## STATED PROBLEM
Output the material beneath exactly, leaving nothing out.

[Entries from an annotation dataset]
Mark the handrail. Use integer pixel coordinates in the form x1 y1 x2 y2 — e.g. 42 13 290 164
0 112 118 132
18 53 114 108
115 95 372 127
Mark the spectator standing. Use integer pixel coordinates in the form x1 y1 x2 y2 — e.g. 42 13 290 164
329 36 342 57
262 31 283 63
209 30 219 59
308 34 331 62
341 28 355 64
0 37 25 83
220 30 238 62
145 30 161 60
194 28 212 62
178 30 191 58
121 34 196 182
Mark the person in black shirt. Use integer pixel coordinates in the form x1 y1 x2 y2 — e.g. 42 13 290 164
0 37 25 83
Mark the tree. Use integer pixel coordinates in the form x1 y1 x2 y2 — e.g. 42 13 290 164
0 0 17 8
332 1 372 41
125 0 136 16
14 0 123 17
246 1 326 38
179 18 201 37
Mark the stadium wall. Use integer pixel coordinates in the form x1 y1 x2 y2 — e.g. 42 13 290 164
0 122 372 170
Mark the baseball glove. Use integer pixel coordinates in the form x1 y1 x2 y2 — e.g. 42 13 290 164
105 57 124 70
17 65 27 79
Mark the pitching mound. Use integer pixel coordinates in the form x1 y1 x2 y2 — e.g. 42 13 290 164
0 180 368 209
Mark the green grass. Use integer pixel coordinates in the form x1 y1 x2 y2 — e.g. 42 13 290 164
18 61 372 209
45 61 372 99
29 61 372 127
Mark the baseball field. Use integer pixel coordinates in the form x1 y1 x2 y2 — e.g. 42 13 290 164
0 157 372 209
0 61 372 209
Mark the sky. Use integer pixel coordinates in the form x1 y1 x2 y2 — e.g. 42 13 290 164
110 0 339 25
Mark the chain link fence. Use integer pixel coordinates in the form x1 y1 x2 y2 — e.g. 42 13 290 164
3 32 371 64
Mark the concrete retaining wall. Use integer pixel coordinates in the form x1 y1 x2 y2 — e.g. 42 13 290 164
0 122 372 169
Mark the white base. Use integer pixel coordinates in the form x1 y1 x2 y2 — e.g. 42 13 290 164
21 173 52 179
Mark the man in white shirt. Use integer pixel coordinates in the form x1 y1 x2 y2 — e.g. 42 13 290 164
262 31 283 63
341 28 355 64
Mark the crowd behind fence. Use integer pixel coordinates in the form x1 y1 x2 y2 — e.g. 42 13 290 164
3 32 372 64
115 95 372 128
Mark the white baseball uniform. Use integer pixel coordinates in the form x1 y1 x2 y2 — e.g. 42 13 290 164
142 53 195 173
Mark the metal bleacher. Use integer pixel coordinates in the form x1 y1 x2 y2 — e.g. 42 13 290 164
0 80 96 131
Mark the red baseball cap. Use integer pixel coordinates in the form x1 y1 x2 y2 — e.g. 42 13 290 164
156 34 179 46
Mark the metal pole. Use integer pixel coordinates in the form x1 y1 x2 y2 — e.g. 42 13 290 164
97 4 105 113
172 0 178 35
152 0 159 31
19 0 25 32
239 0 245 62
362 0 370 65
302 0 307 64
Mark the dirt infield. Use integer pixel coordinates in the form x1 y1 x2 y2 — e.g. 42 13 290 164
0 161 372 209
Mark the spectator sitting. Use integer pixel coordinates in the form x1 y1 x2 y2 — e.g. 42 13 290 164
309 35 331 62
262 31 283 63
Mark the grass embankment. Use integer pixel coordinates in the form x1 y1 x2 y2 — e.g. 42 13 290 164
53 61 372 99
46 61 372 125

## PROBLEM SOLUTION
Mark the handrail. Use integer pixel coordinates in the form x1 y1 x2 y2 — e.g. 42 13 290 164
0 112 118 132
18 53 114 108
115 95 372 127
Mark the spectator standing. Use integer pixel coordinates in the form x1 y1 x2 y2 — e.g. 42 13 290 164
329 36 342 57
262 31 283 63
209 30 219 59
308 34 331 62
341 28 355 64
0 37 25 83
220 30 238 62
145 30 161 60
194 28 212 62
178 30 191 58
121 34 196 182
Mark the person in black shirt. Use integer pixel coordinates in the form x1 y1 x2 y2 — e.g. 42 13 290 164
0 37 25 83
Mark the tree. Use integer pixel coordinates in the form x1 y1 x2 y2 — e.g. 42 13 290 164
0 0 17 8
332 1 372 41
125 0 136 16
14 0 123 17
246 1 326 38
179 18 201 37
Mark the stadium wall. Use integer pixel coordinates in the form x1 y1 x2 y2 — e.g. 42 13 290 164
0 122 372 170
Mark the baseball glove. Use integer pixel coordinates in the form x1 y1 x2 y2 — e.g. 42 13 290 164
105 57 124 70
17 65 27 79
Mark the pitching mound. Use integer pixel coordinates in the form x1 y1 x2 y2 — e.g. 42 13 290 164
0 180 368 209
Mark the green grass. Use integer pixel coordinates in the form x1 y1 x2 y2 — e.g. 42 13 290 164
18 61 372 209
45 61 372 99
29 61 372 127
Mark the baseball field. Use integer pixel coordinates in the form x1 y1 x2 y2 — e.g. 42 13 290 164
0 157 372 209
0 61 372 209
Mark the sky. Use integer pixel coordinates in the form x1 y1 x2 y2 — e.g. 42 13 290 164
110 0 339 25
Mark the chain link fence. Use integer pixel coordinates in the form x1 y1 x2 y2 — e.g. 42 13 290 164
3 32 371 64
Mark the concrete retaining wall. Use integer pixel coordinates in the form x1 y1 x2 y2 — e.g. 42 13 290 164
0 122 372 169
Mark the white base. Use integer pixel coordinates in the form x1 y1 x2 y2 — e.g. 42 13 290 164
21 173 52 179
Mark the man in white shirt. Use integer pixel coordinates in the form x1 y1 x2 y2 — e.g. 42 13 290 164
262 31 283 63
341 28 355 64
Mark the crowd behind fence. Use integer pixel coordinates in the form x1 y1 x2 y2 — e.g. 42 13 290 164
3 32 372 64
115 95 372 128
Mark the white baseball uniform. Use integer pixel coordinates in the form x1 y1 x2 y2 — e.g. 42 13 290 164
142 53 195 173
Mark the metal bleacher. Use integer pixel coordinates in the form x1 y1 x2 y2 — e.g. 42 13 290 164
0 80 96 131
Mark the red baseball cap. Use integer pixel coordinates in the form x1 y1 x2 y2 — e.g. 42 13 290 164
156 34 179 46
Mark the metal pole. Use integer pixel coordinates in the form x1 y1 x2 y2 — e.g. 42 13 290 164
97 4 105 113
172 0 178 35
152 0 159 31
19 0 25 32
239 0 245 62
362 0 370 65
302 0 307 64
Mark the dirt infield. Use integer pixel coordinates in the form x1 y1 x2 y2 — e.g. 42 13 290 164
0 161 372 209
Mark the spectator sitting. Use integer pixel coordinates in the form x1 y1 x2 y2 — e.g. 42 13 290 164
309 35 331 62
262 31 283 63
Mark the grass embankment. Use integer pixel coordinates in the form x1 y1 x2 y2 — e.g. 42 13 290 164
53 61 372 99
46 61 372 125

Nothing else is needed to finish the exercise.